## TEXT ZUR ANALYSE:
===
Bei einer Konstanthaltung des Gesamtvolumens der Bewertungsrelationen führen alle Veränderungen unterhalb des Gesamtvolumens zu Umverteilungsprozessen. Die Anhebung der Bewertungsrelation einer DRG ist bei einem konstant zu haltenden Gesamtvolumen nur möglich, wenn alle anderen DRG abgesenkt werden. Umgekehrt führt die Absenkung einer DRG automatisch zu einer Anhebung aller anderen DRG. Analog hierzu verhält es sich für einzelne Kostenbestandteile der DRG. Diese Umverteilungsprozesse verantworten einen erheblichen Anteil von Erlösdefiziten in Krankenhäusern, da sich in Abhängigkeit des Leistungsspektrums und der Neubewertung der DRG im Zuge der Überarbeitung des Fallpauschalenkatalogs Verschiebung ergeben können („Katalogeffekt“).
Von zentraler Bedeutung für die Umverteilungswirkungen des Fallpauschalen-Systems ist darüber hinaus die Kalkulation der Fallpauschalen auf Grundlage durchschnittlicher Ist-Kosten der InEK-Kalkulationskrankenhäuser. Hierbei spielen insbesondere zwei Kritikpunkte eine entscheidende Rolle: Erstens gilt es auf eine fehlende repräsentative Stichprobengröße von nur 250 bis 300 Krankenhäuser zu verweisen, wodurch dem Umstand einer systematischen Verzerrung der tatsächlichen Kostenverhältnisse Rechnung zu tragen ist. Zweitens bestraft das DRG-System bei einer Orientierung an den Ist-Kosten, qualitativ hochwertige Versorgung mit Verlustrisiken und belohnt mitunter unzureichende Struktur-, Prozess- und Ergebnisqualität mit Überschüssen, die dem jeweiligen Krankenhaus dauerhaft als Gewinn verbleiben. Krankenhäuser, deren individuelle Fallkosten dementsprechend oberhalb des Durchschnitts liegen, werden zu „Verlierern“ und Krankenhäuser, deren Fallkosten unter jenen des Durchschnitts liegen, werden zu „Gewinnern“. Die Realisierung von Gewinnen bzw. von Verlusten ist dementsprechend eng mit der Kalkulation der Fallpauschalen auf Grundlage durchschnittlicher Ist-Kosten verbunden. Insbesondere am Beispiel der Personalkosten lässt sich dieser Effekt verdeutlichen: Da ein Großteil der Krankenhauskosten auf die Personalkosten entfällt (ca. 60 %), spielt die Personalbesetzung eine entscheidende Rolle hinsichtlich der Über- oder Unterschreitung der Ist-Durchschnittskosten. In Abhängigkeit der Anzahl und der Qualifikation der Beschäftigten bestraft das DRG-System auf diese Weise eine überdurchschnittlich gute Personalbesetzung mit Verlusten und belohnt eine Unterbesetzung mit Gewinnen.
===
## BEREITGESTELLTES MATERIAL:
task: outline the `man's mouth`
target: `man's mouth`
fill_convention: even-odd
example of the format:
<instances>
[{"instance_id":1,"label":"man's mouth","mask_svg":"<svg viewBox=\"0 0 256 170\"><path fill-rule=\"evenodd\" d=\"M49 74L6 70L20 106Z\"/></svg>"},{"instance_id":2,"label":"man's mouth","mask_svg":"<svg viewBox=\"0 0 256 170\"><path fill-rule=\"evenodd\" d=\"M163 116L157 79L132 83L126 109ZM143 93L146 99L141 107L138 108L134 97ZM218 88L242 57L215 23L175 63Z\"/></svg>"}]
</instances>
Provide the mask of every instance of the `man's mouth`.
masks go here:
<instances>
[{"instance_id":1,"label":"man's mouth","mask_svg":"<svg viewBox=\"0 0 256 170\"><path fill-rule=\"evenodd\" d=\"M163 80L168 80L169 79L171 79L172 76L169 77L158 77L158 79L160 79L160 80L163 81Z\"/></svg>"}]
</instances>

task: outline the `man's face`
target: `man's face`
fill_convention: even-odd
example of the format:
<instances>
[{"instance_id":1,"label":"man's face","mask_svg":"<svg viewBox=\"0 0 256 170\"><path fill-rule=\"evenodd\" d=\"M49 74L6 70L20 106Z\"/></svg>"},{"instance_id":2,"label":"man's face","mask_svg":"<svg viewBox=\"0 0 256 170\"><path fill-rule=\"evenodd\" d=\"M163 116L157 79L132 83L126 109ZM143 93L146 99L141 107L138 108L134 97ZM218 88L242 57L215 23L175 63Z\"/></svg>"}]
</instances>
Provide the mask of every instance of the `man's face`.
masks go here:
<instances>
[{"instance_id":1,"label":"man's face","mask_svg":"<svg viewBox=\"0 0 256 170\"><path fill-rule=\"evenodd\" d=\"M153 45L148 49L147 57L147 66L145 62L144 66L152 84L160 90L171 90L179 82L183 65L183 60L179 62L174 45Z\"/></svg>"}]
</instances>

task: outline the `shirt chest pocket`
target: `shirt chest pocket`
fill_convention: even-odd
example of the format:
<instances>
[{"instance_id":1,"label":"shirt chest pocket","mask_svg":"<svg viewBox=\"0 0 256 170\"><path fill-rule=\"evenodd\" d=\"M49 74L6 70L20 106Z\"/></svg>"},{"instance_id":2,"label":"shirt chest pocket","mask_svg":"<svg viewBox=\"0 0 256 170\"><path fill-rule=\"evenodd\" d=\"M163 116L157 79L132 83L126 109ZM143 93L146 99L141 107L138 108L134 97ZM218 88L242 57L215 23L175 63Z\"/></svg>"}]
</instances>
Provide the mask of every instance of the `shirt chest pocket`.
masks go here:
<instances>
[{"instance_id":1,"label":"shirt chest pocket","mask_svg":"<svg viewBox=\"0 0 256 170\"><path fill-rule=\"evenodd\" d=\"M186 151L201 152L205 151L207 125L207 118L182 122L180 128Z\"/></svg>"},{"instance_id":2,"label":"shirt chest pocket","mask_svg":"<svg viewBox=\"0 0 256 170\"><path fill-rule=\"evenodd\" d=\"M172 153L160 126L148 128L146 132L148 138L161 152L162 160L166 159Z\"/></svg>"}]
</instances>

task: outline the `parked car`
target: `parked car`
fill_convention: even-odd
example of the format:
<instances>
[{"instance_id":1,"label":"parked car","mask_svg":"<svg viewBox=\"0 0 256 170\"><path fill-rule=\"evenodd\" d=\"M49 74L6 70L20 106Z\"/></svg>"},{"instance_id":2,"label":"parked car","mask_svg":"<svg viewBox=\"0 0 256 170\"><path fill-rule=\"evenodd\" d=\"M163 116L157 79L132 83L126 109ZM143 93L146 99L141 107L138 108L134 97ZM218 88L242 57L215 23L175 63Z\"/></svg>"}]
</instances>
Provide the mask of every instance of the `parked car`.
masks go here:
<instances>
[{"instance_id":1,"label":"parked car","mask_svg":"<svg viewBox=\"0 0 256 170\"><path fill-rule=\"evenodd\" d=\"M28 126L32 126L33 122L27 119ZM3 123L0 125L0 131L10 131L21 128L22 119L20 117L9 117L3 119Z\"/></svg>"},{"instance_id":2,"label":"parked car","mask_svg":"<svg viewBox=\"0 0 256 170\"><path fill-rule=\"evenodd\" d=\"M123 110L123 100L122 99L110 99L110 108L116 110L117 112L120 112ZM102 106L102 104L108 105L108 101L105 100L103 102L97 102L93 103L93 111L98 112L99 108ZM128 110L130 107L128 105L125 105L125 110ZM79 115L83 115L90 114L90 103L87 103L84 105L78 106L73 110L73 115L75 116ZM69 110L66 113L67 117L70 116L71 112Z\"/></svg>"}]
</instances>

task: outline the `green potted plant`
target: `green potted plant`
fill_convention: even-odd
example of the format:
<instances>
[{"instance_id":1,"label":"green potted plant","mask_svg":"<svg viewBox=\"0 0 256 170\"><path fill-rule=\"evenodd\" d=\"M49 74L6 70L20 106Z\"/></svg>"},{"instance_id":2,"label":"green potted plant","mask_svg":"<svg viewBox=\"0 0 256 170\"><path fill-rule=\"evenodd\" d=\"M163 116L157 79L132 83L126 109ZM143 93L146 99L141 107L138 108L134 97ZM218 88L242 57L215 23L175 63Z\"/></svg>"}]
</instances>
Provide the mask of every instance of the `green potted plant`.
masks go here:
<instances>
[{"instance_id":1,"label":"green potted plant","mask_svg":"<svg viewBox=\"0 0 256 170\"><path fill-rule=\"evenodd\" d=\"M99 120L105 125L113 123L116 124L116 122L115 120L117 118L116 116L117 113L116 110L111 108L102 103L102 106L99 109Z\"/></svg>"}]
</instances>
===
## ZU BEARBEITEN:
[1] Welchen Anteil an den Krankenhauskosten machen die Personalkosten laut dem Text über das Fallpauschalen-System aus?
[2] Führe den Text über das Fallpauschalen-System nach seinem letzten Satz weiter.
Das Material stammt aus einer anderen Quelle als der Text.

## ANTWORTEN NACH NUMMER:
[1] Etwa 60 %.

[2]
Aus den zuvor erläuterten Aspekten lässt sich zusammenfassend festhalten, dass eine Fortführung des DRG-Systems aufgrund der Dysfunktionalität der Fallpauschalen durch Fehlanreize der Kostensenkungslogik ohne eine systematische Berücksichtigung der Behandlungsqualität sowie intransparenter, rational nicht begründeter Umverteilungseffekte nicht vertretbar ist. Ferner lassen sich die vielfach diskutierten unzureichenden Investitionsmittel der Länder, der zunehmende Fachkräftemangel sowie die fehlende Vorhaltung einer bedarfsgerechten Versorgungsstruktur als Ineffizienzen des DRG-Systems anführen.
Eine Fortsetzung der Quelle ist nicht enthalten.